• WHAT YOU HAVE TO DO: Pull out every line of the listing below that contains the word "construction", matching its capitalization exactly.

**** INPUT MATERIAL ****

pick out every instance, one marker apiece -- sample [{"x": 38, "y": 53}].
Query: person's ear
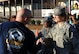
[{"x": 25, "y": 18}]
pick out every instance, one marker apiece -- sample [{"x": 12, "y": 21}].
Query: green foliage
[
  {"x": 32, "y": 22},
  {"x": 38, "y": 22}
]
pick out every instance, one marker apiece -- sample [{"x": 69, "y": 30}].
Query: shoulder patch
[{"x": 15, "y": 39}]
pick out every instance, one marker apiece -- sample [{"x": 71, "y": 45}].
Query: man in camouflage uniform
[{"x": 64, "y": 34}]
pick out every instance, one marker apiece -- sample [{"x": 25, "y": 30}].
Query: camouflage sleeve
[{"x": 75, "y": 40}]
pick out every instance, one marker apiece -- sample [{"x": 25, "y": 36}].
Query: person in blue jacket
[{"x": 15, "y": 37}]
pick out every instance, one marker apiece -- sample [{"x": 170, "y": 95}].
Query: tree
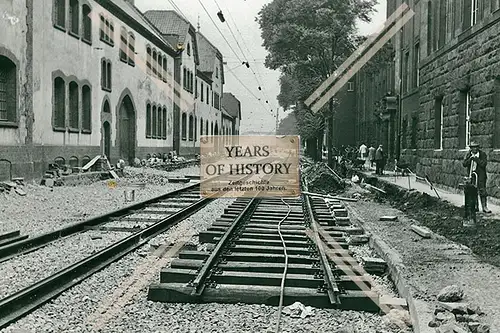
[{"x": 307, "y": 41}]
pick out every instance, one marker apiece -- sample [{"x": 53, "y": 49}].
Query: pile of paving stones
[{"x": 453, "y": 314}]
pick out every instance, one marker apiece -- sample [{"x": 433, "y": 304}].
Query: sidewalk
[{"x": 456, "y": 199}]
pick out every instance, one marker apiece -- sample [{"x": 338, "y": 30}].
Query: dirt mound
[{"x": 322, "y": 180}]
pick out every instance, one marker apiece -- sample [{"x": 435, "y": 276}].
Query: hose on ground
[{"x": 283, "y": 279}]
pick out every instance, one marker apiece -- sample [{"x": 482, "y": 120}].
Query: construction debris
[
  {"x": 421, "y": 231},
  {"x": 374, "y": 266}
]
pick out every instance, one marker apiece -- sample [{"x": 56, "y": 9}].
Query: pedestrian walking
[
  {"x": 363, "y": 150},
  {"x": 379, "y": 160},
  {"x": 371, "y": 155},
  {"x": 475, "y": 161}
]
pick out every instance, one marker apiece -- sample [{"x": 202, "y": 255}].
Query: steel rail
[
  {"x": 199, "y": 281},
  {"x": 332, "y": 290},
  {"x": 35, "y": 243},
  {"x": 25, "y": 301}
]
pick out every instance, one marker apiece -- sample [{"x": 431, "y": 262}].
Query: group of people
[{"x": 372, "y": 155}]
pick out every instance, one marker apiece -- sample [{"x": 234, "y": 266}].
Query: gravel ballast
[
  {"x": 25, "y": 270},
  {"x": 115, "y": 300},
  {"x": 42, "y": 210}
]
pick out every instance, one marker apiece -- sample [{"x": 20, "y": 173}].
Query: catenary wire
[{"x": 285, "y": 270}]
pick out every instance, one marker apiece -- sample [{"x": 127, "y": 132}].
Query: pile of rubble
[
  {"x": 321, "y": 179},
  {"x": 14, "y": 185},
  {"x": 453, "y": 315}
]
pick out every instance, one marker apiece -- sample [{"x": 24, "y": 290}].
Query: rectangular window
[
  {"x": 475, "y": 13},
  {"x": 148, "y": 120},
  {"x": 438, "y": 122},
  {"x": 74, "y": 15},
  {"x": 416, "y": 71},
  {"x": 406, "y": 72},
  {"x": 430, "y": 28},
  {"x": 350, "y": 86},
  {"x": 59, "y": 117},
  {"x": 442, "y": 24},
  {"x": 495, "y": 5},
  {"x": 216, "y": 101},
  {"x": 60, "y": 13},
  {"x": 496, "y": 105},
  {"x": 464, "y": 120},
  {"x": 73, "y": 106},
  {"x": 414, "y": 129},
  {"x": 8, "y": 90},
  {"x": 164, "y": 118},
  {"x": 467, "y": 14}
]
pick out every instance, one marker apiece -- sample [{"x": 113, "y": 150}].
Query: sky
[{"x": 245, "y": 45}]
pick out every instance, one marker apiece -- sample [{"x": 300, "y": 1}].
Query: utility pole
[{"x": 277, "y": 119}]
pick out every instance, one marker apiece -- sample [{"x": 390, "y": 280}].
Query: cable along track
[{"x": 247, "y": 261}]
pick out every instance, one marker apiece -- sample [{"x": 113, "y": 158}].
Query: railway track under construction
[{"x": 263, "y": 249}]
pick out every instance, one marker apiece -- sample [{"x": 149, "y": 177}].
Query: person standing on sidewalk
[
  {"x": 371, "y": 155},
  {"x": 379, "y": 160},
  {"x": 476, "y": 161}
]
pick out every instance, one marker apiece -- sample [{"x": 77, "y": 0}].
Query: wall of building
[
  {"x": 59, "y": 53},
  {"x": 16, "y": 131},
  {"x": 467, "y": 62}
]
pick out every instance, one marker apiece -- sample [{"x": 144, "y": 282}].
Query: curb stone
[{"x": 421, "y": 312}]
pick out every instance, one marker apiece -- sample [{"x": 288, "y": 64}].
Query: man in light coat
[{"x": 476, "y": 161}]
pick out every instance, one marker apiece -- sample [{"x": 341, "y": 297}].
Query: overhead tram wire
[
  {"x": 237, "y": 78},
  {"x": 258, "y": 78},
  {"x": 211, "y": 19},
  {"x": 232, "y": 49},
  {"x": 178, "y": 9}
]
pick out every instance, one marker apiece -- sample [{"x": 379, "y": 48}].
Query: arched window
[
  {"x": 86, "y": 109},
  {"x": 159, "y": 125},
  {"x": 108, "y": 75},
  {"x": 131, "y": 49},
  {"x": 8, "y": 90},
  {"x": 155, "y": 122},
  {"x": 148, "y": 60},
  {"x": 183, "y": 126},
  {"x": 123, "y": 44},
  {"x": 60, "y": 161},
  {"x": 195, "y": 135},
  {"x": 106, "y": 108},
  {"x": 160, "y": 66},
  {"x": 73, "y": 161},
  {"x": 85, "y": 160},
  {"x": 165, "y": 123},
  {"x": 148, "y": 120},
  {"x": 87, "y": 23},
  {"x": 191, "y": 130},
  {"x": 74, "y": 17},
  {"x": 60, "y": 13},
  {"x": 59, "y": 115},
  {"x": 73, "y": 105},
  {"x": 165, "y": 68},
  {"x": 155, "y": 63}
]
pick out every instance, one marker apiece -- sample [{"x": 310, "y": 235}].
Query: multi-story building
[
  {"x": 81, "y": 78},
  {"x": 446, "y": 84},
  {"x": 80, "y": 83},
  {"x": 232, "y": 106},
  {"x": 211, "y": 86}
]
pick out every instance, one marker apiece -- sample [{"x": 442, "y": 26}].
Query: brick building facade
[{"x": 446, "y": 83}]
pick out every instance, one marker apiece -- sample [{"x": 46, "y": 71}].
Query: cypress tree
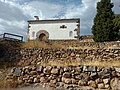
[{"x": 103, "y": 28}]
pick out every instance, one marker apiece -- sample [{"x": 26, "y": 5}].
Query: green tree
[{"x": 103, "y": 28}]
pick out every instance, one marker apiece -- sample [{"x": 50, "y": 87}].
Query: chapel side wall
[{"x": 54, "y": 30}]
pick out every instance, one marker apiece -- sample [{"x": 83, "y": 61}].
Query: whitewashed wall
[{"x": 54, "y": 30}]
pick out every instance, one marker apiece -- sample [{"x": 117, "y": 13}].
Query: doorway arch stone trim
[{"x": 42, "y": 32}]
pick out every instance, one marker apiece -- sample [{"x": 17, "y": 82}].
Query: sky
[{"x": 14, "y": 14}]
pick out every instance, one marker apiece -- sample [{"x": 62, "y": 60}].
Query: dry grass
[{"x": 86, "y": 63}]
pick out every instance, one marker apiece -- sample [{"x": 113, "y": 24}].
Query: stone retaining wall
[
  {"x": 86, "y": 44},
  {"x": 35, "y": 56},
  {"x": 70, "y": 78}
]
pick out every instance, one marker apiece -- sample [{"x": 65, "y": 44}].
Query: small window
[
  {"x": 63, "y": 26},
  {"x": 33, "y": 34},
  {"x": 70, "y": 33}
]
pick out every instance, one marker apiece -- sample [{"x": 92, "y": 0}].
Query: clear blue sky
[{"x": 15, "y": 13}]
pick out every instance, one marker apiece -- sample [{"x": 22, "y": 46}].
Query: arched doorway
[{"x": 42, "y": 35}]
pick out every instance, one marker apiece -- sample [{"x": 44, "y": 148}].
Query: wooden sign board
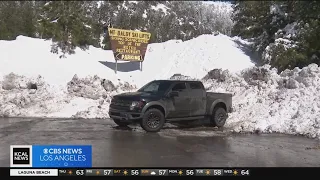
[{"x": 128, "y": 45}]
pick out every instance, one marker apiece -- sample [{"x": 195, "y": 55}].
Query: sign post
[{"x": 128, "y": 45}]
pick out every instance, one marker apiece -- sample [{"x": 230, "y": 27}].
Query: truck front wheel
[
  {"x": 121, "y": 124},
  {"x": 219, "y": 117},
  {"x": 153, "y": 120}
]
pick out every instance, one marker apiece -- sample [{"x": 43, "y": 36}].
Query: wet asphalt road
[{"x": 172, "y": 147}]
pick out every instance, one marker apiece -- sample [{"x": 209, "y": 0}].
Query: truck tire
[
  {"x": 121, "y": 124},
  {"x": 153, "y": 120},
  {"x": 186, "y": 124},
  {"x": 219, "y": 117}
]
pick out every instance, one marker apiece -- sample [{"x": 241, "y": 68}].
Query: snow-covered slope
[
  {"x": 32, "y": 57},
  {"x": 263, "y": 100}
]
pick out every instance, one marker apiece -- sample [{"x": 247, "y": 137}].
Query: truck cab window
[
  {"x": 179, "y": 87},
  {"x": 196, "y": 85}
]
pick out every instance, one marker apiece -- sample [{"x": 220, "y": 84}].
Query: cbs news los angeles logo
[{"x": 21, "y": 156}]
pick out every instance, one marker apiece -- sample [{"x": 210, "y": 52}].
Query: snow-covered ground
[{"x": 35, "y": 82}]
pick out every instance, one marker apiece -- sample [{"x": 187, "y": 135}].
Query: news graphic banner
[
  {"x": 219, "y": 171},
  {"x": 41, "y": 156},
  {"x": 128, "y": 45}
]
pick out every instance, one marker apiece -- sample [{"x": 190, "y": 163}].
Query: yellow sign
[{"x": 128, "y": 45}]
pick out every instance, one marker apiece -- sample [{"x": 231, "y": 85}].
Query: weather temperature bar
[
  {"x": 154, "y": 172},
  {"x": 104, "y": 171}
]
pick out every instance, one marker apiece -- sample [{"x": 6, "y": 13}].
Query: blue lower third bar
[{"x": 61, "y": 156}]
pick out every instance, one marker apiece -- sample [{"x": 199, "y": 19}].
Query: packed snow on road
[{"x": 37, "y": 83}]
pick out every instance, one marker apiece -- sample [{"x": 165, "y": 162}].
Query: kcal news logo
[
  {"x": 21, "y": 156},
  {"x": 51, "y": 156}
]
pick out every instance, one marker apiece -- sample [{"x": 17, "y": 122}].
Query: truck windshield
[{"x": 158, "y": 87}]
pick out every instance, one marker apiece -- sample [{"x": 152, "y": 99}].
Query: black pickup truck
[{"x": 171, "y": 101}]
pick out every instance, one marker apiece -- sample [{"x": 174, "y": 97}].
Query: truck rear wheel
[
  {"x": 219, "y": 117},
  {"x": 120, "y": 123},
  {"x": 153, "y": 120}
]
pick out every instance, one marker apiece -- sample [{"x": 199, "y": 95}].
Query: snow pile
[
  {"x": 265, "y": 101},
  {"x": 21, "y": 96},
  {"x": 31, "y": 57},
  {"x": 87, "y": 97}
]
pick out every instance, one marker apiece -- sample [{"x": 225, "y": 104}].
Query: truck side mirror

****

• RESPONSE BELOW:
Query: construction debris
Query: railway track under construction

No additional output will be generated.